═════ INPUT FOR THIS TASK
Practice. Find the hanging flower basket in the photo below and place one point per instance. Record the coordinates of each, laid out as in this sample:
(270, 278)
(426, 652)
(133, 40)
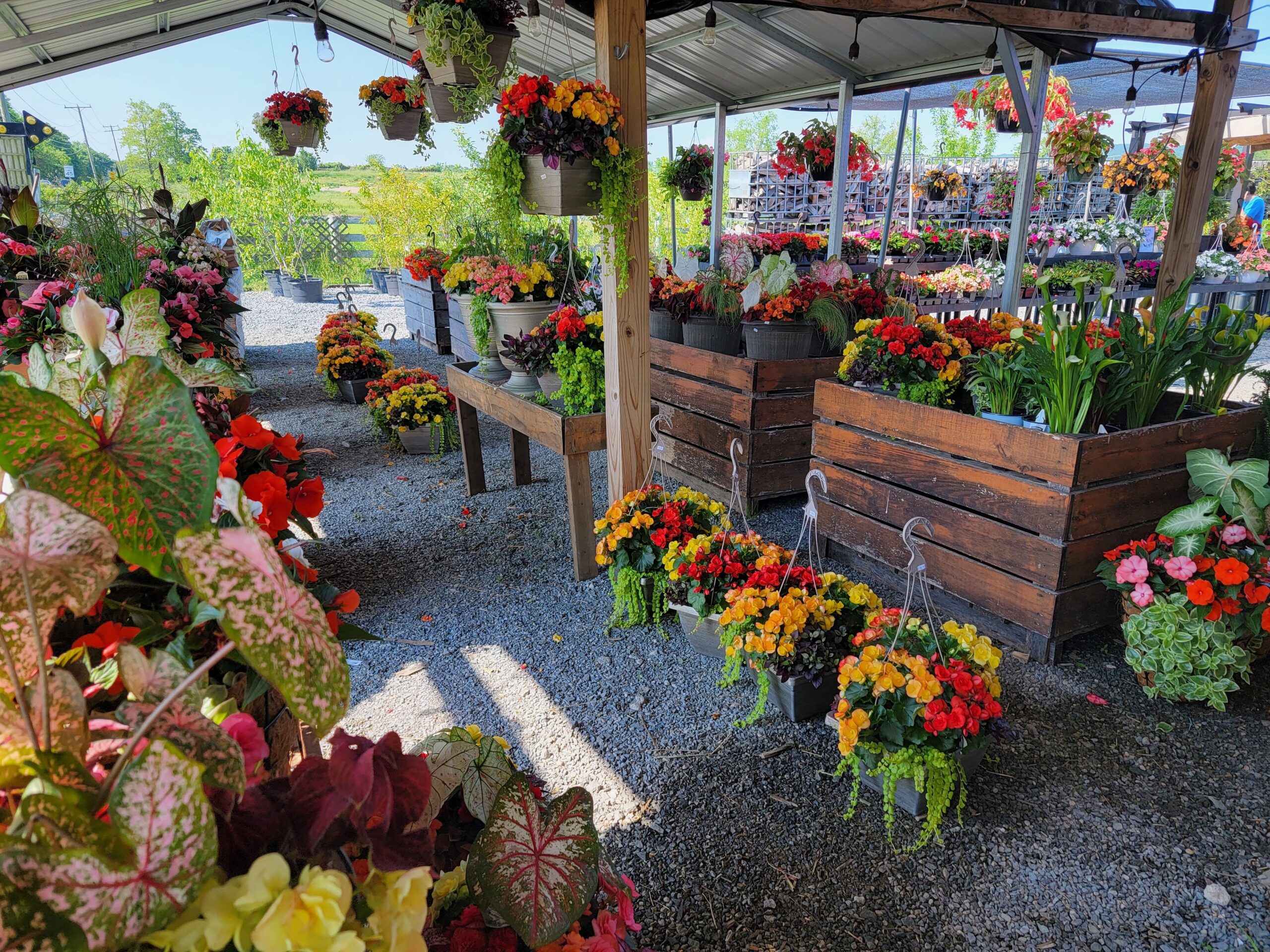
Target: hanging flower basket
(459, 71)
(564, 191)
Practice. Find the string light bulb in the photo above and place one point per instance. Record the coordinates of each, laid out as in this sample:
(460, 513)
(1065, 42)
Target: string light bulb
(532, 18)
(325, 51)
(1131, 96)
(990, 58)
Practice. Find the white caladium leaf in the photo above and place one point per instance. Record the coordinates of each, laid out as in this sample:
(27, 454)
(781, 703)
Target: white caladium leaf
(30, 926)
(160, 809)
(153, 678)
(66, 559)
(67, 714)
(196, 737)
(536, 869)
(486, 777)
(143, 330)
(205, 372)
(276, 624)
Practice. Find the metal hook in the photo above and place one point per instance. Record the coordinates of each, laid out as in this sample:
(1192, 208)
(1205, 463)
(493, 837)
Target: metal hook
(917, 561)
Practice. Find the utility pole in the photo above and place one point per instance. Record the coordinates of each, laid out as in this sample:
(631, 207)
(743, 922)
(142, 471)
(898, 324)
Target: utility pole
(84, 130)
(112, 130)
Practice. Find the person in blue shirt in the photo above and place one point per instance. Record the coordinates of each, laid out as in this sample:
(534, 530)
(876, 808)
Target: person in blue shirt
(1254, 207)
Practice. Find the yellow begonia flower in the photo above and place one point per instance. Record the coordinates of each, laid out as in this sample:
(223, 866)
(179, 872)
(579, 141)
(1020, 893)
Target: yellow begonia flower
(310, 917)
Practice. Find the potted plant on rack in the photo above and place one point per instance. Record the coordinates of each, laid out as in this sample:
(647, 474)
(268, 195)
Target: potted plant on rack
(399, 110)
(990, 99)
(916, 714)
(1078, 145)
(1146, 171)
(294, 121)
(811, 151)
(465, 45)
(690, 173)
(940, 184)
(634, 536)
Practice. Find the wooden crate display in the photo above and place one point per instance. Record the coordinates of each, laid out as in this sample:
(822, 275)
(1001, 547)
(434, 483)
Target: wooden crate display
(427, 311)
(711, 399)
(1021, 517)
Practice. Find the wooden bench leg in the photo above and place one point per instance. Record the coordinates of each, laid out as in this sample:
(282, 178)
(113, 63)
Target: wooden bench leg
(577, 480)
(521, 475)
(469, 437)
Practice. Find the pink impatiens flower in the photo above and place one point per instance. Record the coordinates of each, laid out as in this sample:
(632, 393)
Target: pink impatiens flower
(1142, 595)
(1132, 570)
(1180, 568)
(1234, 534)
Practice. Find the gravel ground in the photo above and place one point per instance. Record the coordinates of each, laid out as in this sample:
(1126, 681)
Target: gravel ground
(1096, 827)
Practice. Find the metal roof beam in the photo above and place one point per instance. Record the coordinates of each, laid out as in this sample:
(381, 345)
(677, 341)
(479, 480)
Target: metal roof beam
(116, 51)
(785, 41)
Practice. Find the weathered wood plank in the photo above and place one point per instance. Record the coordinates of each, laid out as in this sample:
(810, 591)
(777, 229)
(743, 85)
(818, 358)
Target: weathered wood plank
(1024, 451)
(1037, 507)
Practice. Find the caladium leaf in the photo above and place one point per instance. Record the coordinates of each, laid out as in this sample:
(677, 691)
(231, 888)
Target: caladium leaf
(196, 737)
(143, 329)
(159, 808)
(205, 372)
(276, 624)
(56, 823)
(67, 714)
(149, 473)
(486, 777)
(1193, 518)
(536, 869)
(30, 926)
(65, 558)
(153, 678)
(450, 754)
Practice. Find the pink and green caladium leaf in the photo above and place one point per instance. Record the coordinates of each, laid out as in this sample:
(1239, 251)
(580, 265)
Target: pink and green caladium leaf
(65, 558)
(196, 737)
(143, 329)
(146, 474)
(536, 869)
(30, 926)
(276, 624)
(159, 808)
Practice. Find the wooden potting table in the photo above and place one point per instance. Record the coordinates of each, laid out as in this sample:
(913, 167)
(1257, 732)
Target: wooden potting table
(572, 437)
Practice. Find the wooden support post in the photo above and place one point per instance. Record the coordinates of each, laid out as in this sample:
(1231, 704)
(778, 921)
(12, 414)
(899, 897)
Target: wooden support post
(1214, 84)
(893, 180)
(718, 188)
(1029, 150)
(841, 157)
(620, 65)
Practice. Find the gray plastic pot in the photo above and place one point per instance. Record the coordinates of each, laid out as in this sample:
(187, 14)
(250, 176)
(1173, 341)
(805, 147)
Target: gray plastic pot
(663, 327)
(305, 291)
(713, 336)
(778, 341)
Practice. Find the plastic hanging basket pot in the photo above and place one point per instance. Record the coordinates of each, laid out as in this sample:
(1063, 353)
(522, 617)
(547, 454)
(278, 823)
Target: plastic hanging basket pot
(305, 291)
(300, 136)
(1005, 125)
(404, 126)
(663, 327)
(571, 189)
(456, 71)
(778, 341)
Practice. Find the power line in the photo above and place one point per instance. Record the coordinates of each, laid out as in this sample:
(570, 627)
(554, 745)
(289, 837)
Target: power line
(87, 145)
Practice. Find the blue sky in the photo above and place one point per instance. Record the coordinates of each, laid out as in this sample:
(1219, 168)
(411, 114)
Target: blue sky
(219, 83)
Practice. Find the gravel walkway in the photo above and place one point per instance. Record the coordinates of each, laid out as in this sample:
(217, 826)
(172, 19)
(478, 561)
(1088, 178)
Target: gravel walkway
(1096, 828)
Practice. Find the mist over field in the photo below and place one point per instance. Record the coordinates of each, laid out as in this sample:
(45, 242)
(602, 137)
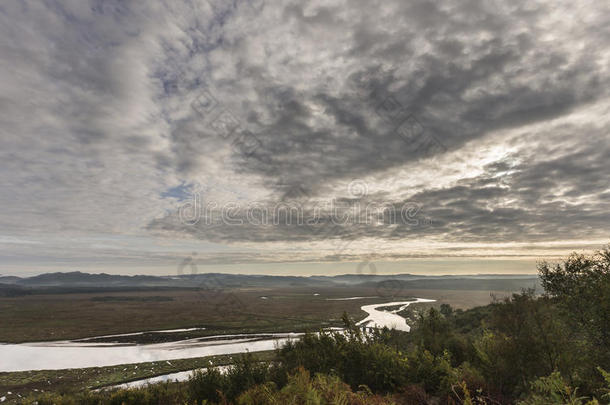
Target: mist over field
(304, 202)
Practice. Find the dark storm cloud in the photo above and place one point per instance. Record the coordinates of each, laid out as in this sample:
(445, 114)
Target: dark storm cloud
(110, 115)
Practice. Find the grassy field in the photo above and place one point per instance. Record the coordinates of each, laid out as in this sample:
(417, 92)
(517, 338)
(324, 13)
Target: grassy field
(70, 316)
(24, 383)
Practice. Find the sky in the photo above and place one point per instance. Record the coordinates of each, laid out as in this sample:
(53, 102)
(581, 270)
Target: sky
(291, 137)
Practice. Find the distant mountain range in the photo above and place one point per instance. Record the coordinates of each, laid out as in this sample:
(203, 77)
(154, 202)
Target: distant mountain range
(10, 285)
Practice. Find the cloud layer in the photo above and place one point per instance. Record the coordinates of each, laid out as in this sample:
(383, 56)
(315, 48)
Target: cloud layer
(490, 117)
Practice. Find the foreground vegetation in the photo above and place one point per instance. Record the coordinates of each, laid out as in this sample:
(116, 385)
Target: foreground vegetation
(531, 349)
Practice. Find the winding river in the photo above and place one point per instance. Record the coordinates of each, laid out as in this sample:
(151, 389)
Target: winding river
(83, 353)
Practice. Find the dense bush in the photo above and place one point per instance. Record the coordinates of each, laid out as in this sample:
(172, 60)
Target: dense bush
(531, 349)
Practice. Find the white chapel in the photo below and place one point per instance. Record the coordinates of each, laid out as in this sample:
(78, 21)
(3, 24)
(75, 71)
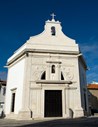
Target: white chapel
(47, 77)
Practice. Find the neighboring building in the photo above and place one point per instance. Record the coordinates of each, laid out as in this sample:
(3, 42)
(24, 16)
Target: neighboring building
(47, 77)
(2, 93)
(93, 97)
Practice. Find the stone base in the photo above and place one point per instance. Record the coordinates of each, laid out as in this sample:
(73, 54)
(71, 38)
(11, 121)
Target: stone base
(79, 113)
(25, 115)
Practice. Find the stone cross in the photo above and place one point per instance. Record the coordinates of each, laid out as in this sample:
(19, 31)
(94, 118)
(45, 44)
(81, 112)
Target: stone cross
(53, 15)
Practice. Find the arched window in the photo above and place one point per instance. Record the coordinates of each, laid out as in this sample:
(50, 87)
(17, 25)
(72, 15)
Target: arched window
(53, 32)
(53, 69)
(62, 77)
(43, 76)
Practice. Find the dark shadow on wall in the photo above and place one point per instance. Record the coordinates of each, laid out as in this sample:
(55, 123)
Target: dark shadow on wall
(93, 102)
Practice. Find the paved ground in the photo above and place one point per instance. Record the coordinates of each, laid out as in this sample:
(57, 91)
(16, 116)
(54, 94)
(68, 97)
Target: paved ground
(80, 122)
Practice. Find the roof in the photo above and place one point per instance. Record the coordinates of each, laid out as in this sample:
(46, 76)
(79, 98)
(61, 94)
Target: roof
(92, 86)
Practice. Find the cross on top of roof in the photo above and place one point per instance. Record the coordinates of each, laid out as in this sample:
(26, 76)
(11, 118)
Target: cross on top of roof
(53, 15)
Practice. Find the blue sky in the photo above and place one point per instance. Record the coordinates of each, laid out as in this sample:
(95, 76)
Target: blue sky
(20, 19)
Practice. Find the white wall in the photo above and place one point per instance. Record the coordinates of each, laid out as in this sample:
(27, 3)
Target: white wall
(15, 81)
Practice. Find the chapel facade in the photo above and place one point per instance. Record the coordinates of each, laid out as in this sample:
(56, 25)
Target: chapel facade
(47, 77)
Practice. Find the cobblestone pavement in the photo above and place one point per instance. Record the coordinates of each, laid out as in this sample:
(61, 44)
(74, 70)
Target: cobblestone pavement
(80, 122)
══════════
# TO DO:
Write out exactly the final stretch of the records: the line containing "Practice. Find the white wall" and every line after it, through the last, and nothing else.

# FULL RESPONSE:
Practice. Find the white wall in the photo above and place one point per instance. Record the coordinates of each, laid out as in this sample:
(27, 3)
Target: white wall
(15, 81)
Practice. Find the chapel facade in the photo above and place one point per instance. Record the coordinates of each, laid out as in this sample:
(56, 25)
Target: chapel facade
(47, 77)
Practice. Find the cobblestone pavement in the photo above and place one point per instance. Record the coordinates of each, laid out as in this sample:
(61, 44)
(74, 70)
Target: cobblestone pavement
(80, 122)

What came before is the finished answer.